[[ Listed entries, beginning ]]
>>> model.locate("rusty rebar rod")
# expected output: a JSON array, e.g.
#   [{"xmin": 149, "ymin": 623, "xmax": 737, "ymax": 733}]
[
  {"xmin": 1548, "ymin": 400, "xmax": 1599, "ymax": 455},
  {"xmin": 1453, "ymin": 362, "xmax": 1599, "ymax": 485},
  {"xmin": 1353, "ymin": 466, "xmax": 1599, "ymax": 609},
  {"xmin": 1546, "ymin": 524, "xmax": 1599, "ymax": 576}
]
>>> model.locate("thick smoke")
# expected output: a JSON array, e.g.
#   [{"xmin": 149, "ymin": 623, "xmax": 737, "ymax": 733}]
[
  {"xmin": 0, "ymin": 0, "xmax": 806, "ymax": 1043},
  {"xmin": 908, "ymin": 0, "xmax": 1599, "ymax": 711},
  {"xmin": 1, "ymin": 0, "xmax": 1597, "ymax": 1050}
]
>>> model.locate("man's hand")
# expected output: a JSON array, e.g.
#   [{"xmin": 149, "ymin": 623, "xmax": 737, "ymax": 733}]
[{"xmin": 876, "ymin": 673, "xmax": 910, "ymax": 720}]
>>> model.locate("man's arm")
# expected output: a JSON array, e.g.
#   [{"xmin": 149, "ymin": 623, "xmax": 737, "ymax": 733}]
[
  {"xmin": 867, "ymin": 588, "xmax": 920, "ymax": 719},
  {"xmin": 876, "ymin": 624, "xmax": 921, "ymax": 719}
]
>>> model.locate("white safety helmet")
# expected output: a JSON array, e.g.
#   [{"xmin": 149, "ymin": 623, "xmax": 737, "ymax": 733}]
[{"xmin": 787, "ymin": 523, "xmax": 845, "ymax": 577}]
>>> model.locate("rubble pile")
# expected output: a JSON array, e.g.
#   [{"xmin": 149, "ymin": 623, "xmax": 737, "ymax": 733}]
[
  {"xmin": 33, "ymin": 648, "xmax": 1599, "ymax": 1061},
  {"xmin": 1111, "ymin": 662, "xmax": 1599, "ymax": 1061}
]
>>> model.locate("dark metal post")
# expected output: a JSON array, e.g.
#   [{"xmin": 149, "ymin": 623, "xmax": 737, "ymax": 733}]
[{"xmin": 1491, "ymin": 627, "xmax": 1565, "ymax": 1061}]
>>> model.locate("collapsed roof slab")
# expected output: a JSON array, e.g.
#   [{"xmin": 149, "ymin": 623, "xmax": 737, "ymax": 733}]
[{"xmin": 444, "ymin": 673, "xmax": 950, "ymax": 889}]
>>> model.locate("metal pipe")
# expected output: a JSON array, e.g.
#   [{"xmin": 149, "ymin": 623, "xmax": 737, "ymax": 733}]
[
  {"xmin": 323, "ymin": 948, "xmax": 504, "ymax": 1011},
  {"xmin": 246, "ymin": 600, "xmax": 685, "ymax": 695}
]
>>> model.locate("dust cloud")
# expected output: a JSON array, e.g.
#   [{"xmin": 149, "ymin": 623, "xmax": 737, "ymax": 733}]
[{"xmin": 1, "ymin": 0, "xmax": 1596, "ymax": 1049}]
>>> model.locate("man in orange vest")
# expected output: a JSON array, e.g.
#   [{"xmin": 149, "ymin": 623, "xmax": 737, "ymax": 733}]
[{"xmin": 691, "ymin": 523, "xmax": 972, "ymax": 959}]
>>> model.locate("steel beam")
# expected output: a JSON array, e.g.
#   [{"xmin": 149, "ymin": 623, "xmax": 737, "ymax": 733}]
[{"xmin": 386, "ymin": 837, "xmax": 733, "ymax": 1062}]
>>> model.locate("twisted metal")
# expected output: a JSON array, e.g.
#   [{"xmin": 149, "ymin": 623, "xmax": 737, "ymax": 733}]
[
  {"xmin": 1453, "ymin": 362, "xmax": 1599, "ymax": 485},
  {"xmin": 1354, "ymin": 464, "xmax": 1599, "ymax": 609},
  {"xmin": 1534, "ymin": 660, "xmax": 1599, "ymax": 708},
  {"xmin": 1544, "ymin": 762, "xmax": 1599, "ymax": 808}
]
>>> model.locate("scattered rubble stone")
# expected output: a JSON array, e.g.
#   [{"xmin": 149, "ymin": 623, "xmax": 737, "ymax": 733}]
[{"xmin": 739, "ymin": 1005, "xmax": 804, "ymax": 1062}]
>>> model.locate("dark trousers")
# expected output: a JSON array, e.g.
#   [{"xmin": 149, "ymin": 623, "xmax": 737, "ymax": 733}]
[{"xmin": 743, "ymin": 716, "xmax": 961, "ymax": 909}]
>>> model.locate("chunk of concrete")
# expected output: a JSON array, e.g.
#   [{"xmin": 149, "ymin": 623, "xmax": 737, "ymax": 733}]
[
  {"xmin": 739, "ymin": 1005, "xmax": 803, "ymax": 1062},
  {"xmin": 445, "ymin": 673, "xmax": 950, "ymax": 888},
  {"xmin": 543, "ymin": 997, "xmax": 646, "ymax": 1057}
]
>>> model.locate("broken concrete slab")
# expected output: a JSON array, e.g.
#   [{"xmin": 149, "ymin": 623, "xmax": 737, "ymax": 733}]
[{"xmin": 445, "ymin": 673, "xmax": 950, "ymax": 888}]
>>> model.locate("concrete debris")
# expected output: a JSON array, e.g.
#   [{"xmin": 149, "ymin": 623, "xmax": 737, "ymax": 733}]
[[ Listed entries, end ]]
[[ Listed entries, beginning ]]
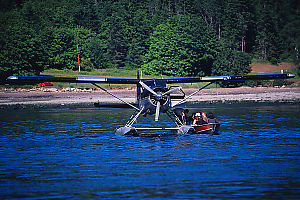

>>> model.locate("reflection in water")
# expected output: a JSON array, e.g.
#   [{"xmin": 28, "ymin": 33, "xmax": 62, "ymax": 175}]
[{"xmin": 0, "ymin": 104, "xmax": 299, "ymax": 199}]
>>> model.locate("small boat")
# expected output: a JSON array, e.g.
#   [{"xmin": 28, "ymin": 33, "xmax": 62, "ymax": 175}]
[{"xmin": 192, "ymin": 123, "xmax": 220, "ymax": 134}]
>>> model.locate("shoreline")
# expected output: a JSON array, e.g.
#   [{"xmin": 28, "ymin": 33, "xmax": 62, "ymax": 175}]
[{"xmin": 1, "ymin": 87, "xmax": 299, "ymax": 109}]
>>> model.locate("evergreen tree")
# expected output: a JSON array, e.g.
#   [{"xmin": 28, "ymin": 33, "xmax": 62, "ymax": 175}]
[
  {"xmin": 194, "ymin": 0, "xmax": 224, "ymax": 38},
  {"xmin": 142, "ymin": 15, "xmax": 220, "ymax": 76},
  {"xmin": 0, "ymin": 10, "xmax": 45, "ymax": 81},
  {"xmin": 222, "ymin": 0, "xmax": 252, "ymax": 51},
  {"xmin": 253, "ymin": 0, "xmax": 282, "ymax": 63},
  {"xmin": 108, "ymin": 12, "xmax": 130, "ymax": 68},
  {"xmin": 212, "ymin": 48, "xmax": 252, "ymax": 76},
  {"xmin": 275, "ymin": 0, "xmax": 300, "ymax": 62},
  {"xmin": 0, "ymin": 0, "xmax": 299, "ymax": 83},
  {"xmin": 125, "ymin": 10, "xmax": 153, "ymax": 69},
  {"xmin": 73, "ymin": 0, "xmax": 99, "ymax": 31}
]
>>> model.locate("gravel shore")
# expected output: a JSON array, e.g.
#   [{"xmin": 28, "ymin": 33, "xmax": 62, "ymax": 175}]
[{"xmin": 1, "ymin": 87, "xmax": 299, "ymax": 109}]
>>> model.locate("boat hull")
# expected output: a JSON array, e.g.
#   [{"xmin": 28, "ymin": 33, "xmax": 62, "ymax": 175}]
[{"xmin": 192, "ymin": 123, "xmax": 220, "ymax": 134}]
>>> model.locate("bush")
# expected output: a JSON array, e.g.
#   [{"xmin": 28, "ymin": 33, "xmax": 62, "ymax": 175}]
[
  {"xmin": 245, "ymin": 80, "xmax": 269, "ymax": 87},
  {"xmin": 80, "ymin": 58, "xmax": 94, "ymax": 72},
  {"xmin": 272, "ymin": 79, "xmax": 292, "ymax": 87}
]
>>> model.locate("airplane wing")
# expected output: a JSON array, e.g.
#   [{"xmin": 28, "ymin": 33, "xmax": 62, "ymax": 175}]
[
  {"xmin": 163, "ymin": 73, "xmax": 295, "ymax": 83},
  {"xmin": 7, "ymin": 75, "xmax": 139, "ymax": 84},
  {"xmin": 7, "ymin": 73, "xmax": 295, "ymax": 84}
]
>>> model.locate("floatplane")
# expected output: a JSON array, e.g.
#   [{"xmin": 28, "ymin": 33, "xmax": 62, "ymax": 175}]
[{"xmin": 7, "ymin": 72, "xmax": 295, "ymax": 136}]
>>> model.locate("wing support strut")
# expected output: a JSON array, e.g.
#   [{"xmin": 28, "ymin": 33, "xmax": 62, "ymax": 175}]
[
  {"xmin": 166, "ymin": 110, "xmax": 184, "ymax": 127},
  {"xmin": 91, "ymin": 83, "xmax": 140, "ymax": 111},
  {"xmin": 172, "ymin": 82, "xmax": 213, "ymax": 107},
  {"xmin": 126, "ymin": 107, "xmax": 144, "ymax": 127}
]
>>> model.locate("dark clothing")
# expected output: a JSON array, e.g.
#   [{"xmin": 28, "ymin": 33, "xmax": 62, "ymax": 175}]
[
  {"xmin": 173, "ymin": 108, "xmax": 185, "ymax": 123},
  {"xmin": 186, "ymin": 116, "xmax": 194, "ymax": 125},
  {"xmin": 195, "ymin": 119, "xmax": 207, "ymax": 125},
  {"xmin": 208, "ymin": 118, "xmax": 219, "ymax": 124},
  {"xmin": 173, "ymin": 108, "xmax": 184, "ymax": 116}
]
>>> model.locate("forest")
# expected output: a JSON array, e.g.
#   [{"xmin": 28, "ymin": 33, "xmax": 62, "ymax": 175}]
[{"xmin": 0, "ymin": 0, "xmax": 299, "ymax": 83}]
[[ Listed entries, end ]]
Out of the material above, gather each line where "boat" appears.

:: Reply ::
>>> model.locate("small boat")
>>> model.locate("boat hull")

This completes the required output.